**** Material supplied

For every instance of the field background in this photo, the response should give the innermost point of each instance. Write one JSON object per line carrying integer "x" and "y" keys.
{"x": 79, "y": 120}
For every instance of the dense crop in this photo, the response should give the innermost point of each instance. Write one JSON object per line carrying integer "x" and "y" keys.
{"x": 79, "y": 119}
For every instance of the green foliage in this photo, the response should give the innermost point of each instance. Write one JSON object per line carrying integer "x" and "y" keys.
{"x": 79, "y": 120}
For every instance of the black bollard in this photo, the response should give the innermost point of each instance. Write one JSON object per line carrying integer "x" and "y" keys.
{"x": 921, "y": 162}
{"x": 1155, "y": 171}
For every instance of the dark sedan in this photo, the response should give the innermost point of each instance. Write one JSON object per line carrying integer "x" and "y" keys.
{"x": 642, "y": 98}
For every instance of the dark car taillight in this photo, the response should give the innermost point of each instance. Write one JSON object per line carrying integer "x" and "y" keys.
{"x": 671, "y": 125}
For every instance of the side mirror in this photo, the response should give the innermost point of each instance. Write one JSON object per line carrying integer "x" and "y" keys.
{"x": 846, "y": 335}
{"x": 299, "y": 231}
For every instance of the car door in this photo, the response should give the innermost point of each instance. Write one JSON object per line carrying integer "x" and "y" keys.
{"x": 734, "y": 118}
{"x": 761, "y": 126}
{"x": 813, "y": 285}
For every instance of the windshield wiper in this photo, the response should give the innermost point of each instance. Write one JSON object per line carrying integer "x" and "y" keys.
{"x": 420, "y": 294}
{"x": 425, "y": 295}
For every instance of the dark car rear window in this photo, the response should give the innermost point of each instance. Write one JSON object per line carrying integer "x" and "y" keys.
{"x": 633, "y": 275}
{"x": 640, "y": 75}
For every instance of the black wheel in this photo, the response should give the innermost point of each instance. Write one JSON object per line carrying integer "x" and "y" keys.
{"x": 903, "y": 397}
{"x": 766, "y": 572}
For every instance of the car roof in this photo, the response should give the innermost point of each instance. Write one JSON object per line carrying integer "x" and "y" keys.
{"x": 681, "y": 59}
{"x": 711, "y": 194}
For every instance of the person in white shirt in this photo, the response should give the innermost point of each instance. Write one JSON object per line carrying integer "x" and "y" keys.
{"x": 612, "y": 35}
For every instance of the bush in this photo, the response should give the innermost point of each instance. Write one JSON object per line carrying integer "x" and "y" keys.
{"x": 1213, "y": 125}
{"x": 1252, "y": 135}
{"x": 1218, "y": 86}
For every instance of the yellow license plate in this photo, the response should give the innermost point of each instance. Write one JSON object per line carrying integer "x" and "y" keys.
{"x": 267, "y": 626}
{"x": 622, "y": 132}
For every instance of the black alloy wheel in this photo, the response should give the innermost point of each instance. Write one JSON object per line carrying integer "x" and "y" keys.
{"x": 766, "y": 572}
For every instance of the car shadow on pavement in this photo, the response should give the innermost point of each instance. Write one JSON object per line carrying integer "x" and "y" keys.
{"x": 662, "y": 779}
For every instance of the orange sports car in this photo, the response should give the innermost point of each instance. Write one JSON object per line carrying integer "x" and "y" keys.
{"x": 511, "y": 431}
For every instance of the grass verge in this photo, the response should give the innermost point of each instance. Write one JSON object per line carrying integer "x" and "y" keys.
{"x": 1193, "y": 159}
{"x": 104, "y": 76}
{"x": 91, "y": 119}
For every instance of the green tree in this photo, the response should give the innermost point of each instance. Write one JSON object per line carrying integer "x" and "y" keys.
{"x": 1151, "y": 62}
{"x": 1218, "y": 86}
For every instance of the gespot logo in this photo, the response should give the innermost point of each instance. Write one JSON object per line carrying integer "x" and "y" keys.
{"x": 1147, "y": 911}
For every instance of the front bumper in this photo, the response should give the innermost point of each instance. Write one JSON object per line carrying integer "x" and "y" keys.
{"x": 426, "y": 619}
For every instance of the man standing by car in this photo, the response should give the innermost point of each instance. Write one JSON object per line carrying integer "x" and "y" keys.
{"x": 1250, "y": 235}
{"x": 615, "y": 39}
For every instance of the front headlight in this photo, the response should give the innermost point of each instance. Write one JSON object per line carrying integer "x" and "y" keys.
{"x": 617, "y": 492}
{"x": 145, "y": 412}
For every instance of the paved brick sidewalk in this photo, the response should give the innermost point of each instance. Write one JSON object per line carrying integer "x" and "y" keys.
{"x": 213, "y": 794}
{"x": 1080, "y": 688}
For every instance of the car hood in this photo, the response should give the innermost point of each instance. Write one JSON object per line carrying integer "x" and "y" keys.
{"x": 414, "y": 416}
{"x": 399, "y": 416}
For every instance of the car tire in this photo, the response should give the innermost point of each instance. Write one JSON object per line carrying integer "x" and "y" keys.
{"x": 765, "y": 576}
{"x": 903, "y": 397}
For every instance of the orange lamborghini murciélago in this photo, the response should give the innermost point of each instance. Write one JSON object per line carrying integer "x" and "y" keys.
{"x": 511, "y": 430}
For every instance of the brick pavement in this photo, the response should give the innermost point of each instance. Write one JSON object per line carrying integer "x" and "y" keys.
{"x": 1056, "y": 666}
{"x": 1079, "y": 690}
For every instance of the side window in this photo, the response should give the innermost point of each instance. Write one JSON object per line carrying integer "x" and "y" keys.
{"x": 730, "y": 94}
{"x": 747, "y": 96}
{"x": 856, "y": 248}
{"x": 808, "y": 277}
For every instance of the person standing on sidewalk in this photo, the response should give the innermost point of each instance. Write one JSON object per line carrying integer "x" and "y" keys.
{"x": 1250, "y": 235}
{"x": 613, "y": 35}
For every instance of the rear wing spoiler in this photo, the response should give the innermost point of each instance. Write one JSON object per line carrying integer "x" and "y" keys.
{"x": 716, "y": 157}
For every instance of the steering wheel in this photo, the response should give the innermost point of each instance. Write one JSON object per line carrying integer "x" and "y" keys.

********

To do:
Word for word, give back the data shown above.

Solution to the exercise:
For every instance of the field background in this photo, the response should give the innermost point of each instance. Write one JSON object per line carrying integer "x" and "y" keys.
{"x": 79, "y": 120}
For every instance of the dense crop in this photo, the response should give the innermost point of each instance. Write one JSON object per line carrying integer "x" and "y" keys.
{"x": 79, "y": 119}
For every instance of the green foliage in this photo, the response should give the innermost point of each instance. Write one JSON object per line carrying integer "x" and "y" keys.
{"x": 79, "y": 120}
For every instance of the black bollard in this photo, the response should give the innermost point of each instance. Write one JSON object per line carrying integer "x" and "y" keys.
{"x": 921, "y": 162}
{"x": 1155, "y": 171}
For every instance of the dark sedan in this photo, the response should give the innermost point of each instance. Write one JSON object per line carrying integer "x" and "y" keys.
{"x": 642, "y": 98}
For every instance of the dark car taillight in this photo, the response should give the innermost point of each instance. Write one JSON object per line carrying integer "x" and "y" keys.
{"x": 671, "y": 125}
For every instance of the side mirror in this photo, the response should give the innermost point of each instance. Write one JSON object per line carrying integer "x" and "y" keys.
{"x": 846, "y": 335}
{"x": 299, "y": 231}
For every instance of the car door in this photo, the response should give the innermost point of each instance. Write one JSON object per line carrying integer "x" and "y" keys.
{"x": 734, "y": 118}
{"x": 761, "y": 126}
{"x": 813, "y": 285}
For every instance of the windshield wiper in this photo, the response should give the innermost point of each instance. Write one JSON object per line carrying integer "x" and "y" keys.
{"x": 420, "y": 294}
{"x": 425, "y": 295}
For every instance of the dark car rear window in this photo, the response should give the innermost point of each instance. Write one JSON object per line carrying integer "x" and "y" keys.
{"x": 633, "y": 275}
{"x": 640, "y": 75}
For every instance of the black wheel in this photo, the response should give the innermost point of each instance. Write one JSON object per line carrying integer "x" and "y" keys.
{"x": 903, "y": 397}
{"x": 766, "y": 572}
For every instance of the car roof in this photo, the response should give the innermost point of each instance. Write one JSON object per line carrying integer "x" and "y" keys.
{"x": 681, "y": 59}
{"x": 711, "y": 194}
For every instance of the person in white shirt in this photo, the response should give the innermost point of each instance. Write one JSON object per line carrying integer "x" and "y" keys.
{"x": 612, "y": 35}
For every instance of the bush in this photo, the response should give the innermost point of each instance. Write one JSON object per line carrying integer "x" and "y" keys.
{"x": 1213, "y": 125}
{"x": 1252, "y": 135}
{"x": 1218, "y": 86}
For every instance of the yellow license plate in this photo, the response should give the innermost point of each instance. Write one JSON object per line carrying integer "x" and "y" keys.
{"x": 267, "y": 626}
{"x": 622, "y": 132}
For every instance of the black alloy wheel in this photo, the response should give the innermost point of each instance. Write one JSON object per line carrying integer "x" and "y" keys.
{"x": 766, "y": 572}
For every instance of the car shadow on pavement in this photo, the response should give the innermost point of each instance. Write one JSON object per line carrying integer "x" and "y" keys.
{"x": 662, "y": 779}
For every instance of the orange sports car in this photo, the response should give the innermost point of each instance. Write one JSON object per line carrying integer "x" and "y" keys.
{"x": 511, "y": 431}
For every instance of the grass verge in this photo, the response should give the innermost point of each instance. Write one JSON object per line carrying integer "x" and "y" keys.
{"x": 1193, "y": 159}
{"x": 104, "y": 76}
{"x": 91, "y": 119}
For every instance of the green tree in this photo, the response should give the innermost point of each instance. Write one JSON object per line carrying integer "x" and "y" keys.
{"x": 1151, "y": 62}
{"x": 1218, "y": 86}
For every instance of the gespot logo in this photo, the response should give the innermost point of each instance. Write one JSON object per line carrying integer "x" and "y" keys.
{"x": 1147, "y": 911}
For every instance of the front bumper in this photo, the response should give the innermost point of each instance. Write one JSON object per line carrying integer "x" and "y" keys.
{"x": 426, "y": 619}
For every instance of the man standing by car in this photo, the response should give the innermost point of each instance. Write one JSON object per line carrying integer "x" and "y" keys.
{"x": 1250, "y": 235}
{"x": 615, "y": 39}
For every instance of the front headlight in this photo, the response should give the innermost point of each instance. Write one JSON object per line carrying integer "x" and "y" keys.
{"x": 617, "y": 492}
{"x": 145, "y": 412}
For every instance of the paved brick sidewalk in this photo, the response should give the innermost point of each instance. Write one JSON object per line carrying integer "x" and "y" keys.
{"x": 213, "y": 794}
{"x": 1080, "y": 688}
For every instance of the car hood in this photo, the response should give the innermost point of each instance. Write one JSON object per line carrying integer "x" and "y" keys.
{"x": 414, "y": 416}
{"x": 399, "y": 416}
For every instance of the car tire in this photo, the response should give the innermost point of each instance. Write one JSON object per line carrying integer "x" and "y" keys.
{"x": 765, "y": 576}
{"x": 903, "y": 397}
For every instance of the orange lamborghini murciélago in this photo, the response should give the innermost point of each instance. Write one JSON object per line carrying integer "x" and "y" keys.
{"x": 511, "y": 430}
For every instance of the brick pavement in this photo, the response should give the innermost point of each instance. Write one JSON object per line carrying integer "x" and "y" keys.
{"x": 1056, "y": 666}
{"x": 1079, "y": 690}
For every instance of the side window in this photo, the response should give the innermost point of each instance. Write one JSON object per line carrying integer "x" and "y" keys.
{"x": 730, "y": 94}
{"x": 747, "y": 96}
{"x": 856, "y": 248}
{"x": 808, "y": 277}
For every instance of the person standing on sidewalk in this photo, the response should give the innermost point of each instance. Write one JSON object per line carrying integer "x" and "y" keys.
{"x": 1250, "y": 235}
{"x": 613, "y": 35}
For every instance of the rear wing spoiler in this photo, the response should give the innermost point of each instance. Write one JSON object per line carrying integer "x" and "y" keys.
{"x": 716, "y": 157}
For every instance of the steering wheel in this photo, the response should give the innermost point of each instance. Write one JSON object per line carrying integer "x" and "y" keys.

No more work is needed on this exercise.